# Text block
"""
But let’s try to call a spade a spade here - railroads must go down as one of the most corrupt endeavors in American History. The land grab alone by the railroad barons was off the charts. These guys were given enough land around their proposed railroad tracks to start whole countries. Almost all history books will mention this fact.
In relation to their workers they are right there with the textile and mining industries. Workers were killed and maimed on a daily basis by the hundreds. They were used as long as they were strong and healthy and then discarded - to be picked up by charity and the good will of their fellow workers.
The railroads competed themselves right into the ground. They had more dirty bond issues, stock market crooked deals, inflated shares and unscrupulous financial chicanery and political corruption than one could list. On top of everything else they were totally subsidized by the government and for the most part, they still are today. Without further ado or elaboration I think it could be objectively stated that the railroad industry was another capitalist failure. It was more than a failure it was a disaster. Just start reading about it and find out for yourself - don’t take my word for it. It is all over the pages of your own history books. Even the laying of the railroad tracks was an abortion for the workers involved and the taxpayers. When you read historians that can fluff over all these things you realize how brainwashed we all are.
If it weren’t for the government (socialism) from the beginning to the present day - the railroads would never have come about. And what did “we the people” get out of it? We got miles and miles of dilapidated track stretched across this country; we got old abandoned depots; we got below sustenance wages; we got thousands of dead and injured workers, woman and children; and a modest amount of multimillionaires - most of them the exact same folks who prospered from the banking, textiles, and mining.
Once again while the capitalists capitalized the profits, the American people socialized the costs. We paid for their losses, we paid bonuses for their inadequate tracks; we paid for their cutthroat competition. We paid to get them started and we paid for the clean up when they were done. My God! The American dream!
Where do you want to go next? How about steel? how about oil? how about insurance? how about pharmaceuticals? how about health care? what about automobiles?
Steel and automobiles and oil have been traditional failures in the classical manner that I have just described above.
Insurance, healthcare and pharmaceuticals are failures in the making. They are failing right now and my guess is that they will be bailed out in the same old, well-fare (welloff-fare), socialistic manner of the past - “we the people” and the population at large will pay through taxation and inflation while these industries will skim off the profits and leave the losses and the social consequences to us.
At this moment I really don’t see any alternative to socialism. Socialism is what is. It really cannot be denied. It is the a priori fact of the matter. But we should do it all the way not just in the well-fare tradition; “we the people” should also share in the profits as well as the costs and the losses. I would be in favor of a better idea than socialism - but I haven’t read about any such thing nor have I been able to think up an improvement.
Communism is not good and as we have seen around the world, it is not working. I have read many books offering various alternatives. But when you study these alternatives they are invariably socialist in nature. The so called capitalist alternative invariably amounts to a good life for the few at the expense of the many - here and around the world. It is like socialism is the capitalists security blanket or “idea bank” of last resort. It seems that what we here in America call Capitalism is really a bad joke – and the joke is on us.
"""
# Explore the material
1: Translate this sentence from the opinion piece on railroads into Spanish: "The railroads competed themselves right into the ground."
2: Duplicate everything in the opinion piece on railroads from "Once again while" down to "what about automobiles?".
3: In the opinion piece on railroads, which other industries are the multimillionaires said to have prospered from?
The material that comes next was taken from a separate source.

Saved data entries:
"""
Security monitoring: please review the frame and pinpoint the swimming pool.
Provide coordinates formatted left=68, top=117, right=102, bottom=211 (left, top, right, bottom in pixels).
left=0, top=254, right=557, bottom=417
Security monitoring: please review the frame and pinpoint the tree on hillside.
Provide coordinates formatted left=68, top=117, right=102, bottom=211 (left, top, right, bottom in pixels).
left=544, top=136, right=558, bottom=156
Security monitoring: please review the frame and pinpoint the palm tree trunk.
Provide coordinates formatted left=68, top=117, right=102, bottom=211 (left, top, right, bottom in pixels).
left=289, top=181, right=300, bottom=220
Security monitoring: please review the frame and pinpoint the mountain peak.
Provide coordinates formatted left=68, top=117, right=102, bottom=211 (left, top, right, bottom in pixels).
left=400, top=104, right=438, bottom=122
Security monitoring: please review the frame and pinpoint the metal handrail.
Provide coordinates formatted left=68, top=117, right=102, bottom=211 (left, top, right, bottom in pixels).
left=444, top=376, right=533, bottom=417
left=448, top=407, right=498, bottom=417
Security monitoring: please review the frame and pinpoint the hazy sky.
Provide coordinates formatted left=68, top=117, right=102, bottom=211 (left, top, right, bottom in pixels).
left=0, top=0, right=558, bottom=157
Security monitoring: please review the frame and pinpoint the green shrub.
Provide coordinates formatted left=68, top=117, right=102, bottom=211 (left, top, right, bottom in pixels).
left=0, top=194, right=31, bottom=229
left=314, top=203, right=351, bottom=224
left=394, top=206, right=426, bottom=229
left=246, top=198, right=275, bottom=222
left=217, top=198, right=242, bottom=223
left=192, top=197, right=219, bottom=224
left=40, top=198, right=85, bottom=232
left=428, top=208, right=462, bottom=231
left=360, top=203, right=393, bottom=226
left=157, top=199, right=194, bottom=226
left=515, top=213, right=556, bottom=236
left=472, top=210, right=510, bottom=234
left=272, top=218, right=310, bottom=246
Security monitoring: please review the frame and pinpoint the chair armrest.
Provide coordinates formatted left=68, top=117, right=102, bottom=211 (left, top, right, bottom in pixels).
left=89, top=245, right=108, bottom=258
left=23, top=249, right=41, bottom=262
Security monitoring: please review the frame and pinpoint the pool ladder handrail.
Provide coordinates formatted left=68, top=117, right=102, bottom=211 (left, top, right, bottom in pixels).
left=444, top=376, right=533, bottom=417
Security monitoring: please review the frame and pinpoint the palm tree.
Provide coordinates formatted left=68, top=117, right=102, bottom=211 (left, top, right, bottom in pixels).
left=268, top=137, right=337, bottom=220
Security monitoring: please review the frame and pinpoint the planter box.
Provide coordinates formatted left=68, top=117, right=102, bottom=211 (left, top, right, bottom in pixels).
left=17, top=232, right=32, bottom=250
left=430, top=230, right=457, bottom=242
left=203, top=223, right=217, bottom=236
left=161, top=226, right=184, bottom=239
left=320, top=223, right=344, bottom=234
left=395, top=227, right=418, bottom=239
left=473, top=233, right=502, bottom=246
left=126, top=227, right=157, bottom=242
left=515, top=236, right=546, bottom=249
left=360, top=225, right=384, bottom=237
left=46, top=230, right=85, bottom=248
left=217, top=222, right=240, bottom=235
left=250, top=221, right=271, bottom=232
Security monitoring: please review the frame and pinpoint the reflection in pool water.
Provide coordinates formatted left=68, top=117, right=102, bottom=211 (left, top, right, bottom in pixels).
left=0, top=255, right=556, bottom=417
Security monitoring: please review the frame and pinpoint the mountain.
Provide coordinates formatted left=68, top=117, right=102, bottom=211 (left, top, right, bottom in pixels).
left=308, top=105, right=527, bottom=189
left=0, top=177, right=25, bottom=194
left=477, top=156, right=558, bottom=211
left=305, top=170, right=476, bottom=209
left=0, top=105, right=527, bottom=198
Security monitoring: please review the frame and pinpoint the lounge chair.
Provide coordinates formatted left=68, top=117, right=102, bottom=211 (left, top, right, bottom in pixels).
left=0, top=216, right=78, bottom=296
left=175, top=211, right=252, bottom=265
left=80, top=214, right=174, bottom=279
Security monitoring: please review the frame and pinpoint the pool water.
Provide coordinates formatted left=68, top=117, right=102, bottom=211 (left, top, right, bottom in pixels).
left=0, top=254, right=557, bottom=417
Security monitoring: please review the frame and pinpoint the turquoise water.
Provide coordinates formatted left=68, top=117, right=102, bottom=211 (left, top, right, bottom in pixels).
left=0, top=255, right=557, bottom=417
"""
"""
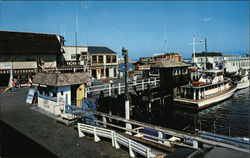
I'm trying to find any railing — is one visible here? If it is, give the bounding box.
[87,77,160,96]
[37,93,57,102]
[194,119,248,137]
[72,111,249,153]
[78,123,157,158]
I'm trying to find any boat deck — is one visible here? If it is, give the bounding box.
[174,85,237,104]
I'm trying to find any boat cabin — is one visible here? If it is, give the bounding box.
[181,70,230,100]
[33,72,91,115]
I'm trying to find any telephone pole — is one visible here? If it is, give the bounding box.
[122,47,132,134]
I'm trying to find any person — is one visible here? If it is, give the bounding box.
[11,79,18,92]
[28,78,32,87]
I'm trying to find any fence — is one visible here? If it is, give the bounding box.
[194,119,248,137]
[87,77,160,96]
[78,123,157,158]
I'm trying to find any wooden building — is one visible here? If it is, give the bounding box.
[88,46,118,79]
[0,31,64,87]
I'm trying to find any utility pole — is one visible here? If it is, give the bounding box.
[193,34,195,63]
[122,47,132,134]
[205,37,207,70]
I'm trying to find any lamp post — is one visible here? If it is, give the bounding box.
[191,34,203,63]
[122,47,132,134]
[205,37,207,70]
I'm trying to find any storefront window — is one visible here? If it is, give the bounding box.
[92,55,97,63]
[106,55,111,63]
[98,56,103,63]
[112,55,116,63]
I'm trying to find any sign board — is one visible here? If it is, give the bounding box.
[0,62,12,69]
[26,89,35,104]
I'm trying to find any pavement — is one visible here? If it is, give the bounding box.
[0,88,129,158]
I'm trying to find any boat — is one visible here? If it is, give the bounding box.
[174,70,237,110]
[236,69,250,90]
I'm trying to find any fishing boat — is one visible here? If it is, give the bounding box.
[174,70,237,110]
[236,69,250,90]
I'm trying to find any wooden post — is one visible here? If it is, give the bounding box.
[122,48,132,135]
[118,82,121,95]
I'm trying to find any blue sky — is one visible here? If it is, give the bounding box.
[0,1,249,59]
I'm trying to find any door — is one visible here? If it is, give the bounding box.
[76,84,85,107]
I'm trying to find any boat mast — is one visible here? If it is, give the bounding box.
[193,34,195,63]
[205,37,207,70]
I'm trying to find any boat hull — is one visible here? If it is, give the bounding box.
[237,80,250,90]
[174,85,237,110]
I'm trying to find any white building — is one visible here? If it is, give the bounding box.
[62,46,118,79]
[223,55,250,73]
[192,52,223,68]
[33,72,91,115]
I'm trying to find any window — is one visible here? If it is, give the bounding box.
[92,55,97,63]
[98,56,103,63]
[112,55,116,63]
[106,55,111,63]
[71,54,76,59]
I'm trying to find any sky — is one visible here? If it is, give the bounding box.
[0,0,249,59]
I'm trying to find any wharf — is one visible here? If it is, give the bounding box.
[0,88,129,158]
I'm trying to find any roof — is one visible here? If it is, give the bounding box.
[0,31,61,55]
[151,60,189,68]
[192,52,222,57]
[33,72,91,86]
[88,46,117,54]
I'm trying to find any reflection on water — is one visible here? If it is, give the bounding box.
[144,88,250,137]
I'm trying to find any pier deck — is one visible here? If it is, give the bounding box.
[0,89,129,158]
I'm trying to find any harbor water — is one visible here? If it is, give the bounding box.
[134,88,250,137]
"""
"""
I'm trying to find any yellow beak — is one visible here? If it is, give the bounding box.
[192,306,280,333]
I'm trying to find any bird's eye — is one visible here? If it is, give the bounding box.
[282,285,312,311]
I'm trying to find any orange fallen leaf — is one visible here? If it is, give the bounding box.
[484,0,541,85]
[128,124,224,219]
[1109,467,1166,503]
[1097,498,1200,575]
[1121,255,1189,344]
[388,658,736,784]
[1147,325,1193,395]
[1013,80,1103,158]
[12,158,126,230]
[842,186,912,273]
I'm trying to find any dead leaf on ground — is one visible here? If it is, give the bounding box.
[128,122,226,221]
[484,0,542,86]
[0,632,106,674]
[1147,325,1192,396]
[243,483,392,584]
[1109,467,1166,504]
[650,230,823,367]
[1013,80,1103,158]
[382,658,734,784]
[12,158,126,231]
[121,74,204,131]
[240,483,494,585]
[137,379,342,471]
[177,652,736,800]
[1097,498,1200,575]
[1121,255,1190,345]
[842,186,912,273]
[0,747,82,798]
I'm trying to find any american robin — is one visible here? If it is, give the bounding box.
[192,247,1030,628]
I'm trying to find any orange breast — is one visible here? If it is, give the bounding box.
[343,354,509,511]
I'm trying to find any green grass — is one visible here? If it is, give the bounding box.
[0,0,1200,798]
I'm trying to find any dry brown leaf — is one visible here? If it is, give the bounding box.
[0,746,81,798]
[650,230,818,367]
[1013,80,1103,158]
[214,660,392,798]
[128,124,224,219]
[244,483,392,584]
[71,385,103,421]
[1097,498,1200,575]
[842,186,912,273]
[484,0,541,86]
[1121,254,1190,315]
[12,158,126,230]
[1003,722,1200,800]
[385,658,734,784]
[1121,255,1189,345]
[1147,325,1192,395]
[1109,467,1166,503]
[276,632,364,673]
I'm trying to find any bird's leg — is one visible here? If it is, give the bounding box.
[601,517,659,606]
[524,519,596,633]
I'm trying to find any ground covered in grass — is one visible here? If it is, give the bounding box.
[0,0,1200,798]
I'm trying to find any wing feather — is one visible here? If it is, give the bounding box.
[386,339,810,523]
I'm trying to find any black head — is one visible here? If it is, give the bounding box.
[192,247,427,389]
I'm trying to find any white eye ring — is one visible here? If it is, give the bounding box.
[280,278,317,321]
"""
# Responses in order
1: Los ferrocarriles compitieron entre sí hasta hundirse por completo.

2:
Once again while the capitalists capitalized the profits, the American people socialized the costs. We paid for their losses, we paid bonuses for their inadequate tracks; we paid for their cutthroat competition. We paid to get them started and we paid for the clean up when they were done. My God! The American dream!
Where do you want to go next? How about steel? how about oil? how about insurance? how about pharmaceuticals? how about health care? what about automobiles?

3: Banking, textiles, and mining.